#### EXTRAIT DU TEXTE:

Et les personnages, alors ? Tous logés à la même enseigne : prédéfinis comme les sujets d’un conflit éternel entre la science et la magie, mais aussi lus a posteriori comme des figures dont la seule posture/présence dans le cadre suffit à dévoiler la profonde dualité qui les caractérise. Sans grande surprise, le personnage de l’indien fait exception à ce régime de caractérisation : la sensibilité de Gans, pour le coup très proche de celle d’un Jan Kounen pour qui le mysticisme et l’invisible dessinent toujours le chemin vers la vérité, fait de Mani (inoubliable Mark Dacascos) le seul personnage à être constamment dans le vrai là où les autres ne cessent d’avancer masqués dans le brouillard de leurs fantasmes. Pour le reste, la seule présentation des personnages met déjà les choses au clair : si Fronsac et Mani sont introduits par leurs actions et leurs looks (ils passent alors presque pour des figures vengeresses échappées d’un western) avant même que leurs visages soient dévoilés (c’est au narrateur lui-même qui revient l’honneur de les dévisager en premier), tous les autres ne cessent de laisser la duplicité transpirer de leur apparence. La présentation de l’aristocratie du Gévaudan vaut son pesant d’or : d’un côté, juste une profusion de postures vaniteuses et d’arabesques rouge vif où seuls les esprits progressistes (Fronsac et Thomas) sont comme des intrus habillés de blanc, et de l’autre, une assemblée à la Sleepy Hollow où le long étalage des titres de noblesse peine à dissimuler la trace de secrets et/ou de complots. Impression renforcée par cet effet de fondu enchaîné qui raccorde le cadavre d’une victime de la Bête à cette smala confite, ce qui constitue une façon maline pour Gans de désigner implicitement les coupables !

#### Relevés de placement des points:
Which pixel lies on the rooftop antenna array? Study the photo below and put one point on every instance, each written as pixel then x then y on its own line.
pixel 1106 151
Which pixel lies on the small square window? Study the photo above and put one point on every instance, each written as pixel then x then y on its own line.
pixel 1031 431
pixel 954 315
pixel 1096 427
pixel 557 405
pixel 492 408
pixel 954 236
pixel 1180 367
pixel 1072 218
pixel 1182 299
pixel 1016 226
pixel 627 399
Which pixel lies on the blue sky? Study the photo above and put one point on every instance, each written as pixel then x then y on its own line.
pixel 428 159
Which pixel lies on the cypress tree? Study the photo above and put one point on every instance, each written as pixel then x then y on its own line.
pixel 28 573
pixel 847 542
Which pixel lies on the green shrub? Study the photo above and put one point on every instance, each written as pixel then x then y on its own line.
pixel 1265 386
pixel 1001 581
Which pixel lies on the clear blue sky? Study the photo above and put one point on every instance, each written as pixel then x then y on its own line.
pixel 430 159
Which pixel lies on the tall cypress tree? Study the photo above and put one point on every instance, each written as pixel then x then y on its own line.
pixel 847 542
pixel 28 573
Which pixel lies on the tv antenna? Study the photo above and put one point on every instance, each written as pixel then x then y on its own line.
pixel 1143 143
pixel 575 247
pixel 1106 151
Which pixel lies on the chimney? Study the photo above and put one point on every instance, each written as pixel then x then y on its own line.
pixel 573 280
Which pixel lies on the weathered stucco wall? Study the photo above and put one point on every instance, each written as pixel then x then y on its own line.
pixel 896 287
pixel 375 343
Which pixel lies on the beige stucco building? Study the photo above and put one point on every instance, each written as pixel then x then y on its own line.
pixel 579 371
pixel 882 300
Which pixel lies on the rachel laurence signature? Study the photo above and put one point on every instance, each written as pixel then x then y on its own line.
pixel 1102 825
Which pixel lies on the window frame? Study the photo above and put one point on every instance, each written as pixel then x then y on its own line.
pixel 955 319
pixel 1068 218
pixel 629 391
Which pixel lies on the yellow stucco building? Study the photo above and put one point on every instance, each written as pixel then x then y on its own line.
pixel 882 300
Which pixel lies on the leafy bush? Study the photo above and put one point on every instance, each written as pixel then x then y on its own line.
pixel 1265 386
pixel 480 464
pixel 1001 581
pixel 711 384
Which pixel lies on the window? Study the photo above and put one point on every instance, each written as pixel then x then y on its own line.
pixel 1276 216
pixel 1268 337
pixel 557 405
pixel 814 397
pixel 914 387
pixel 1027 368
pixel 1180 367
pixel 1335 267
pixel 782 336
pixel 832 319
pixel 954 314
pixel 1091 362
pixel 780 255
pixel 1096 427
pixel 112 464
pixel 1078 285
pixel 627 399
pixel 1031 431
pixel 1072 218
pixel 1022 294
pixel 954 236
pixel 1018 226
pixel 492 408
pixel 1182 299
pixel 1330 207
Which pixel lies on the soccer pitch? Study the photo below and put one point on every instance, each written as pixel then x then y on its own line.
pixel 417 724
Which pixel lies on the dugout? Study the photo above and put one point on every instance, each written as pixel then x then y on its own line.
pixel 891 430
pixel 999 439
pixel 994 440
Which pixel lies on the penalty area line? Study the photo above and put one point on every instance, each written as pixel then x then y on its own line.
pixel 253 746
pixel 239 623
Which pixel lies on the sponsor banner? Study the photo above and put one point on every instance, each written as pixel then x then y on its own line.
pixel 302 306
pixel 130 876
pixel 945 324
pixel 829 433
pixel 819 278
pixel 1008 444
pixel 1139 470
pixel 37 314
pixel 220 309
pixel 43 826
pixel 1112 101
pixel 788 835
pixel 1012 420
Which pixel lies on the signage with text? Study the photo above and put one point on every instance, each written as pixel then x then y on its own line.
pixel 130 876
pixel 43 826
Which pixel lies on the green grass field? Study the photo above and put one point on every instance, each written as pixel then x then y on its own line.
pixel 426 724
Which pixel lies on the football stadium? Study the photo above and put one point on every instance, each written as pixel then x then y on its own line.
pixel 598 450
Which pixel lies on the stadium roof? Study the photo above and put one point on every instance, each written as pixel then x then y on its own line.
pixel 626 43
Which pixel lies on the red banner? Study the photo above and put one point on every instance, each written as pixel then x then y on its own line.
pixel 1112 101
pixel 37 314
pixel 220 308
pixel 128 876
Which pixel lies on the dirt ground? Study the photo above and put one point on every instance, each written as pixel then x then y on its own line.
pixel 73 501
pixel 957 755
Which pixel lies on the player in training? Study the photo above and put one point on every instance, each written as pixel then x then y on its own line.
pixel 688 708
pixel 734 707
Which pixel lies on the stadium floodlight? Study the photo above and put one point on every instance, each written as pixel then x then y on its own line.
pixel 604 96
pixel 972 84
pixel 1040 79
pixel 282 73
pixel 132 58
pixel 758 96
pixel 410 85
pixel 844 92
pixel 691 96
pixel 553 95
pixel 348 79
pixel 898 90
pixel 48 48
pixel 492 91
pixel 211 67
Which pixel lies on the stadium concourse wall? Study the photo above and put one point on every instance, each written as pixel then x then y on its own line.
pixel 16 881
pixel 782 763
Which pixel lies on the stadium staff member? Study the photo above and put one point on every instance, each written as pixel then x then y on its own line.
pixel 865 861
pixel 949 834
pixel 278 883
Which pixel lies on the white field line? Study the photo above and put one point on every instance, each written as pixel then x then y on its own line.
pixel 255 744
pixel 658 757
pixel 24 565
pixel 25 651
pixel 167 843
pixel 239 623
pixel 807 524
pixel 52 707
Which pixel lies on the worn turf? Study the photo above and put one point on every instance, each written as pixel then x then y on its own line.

#### VOTRE TÂCHE:
Dans l'extrait sur les personnages, de quelle couleur sont habillés Fronsac et Thomas lors de la présentation de l'aristocratie du Gévaudan ? Le listing ne joue aucun rôle ici.

#### BONNE RÉPONSE:
Ils sont habillés de blanc.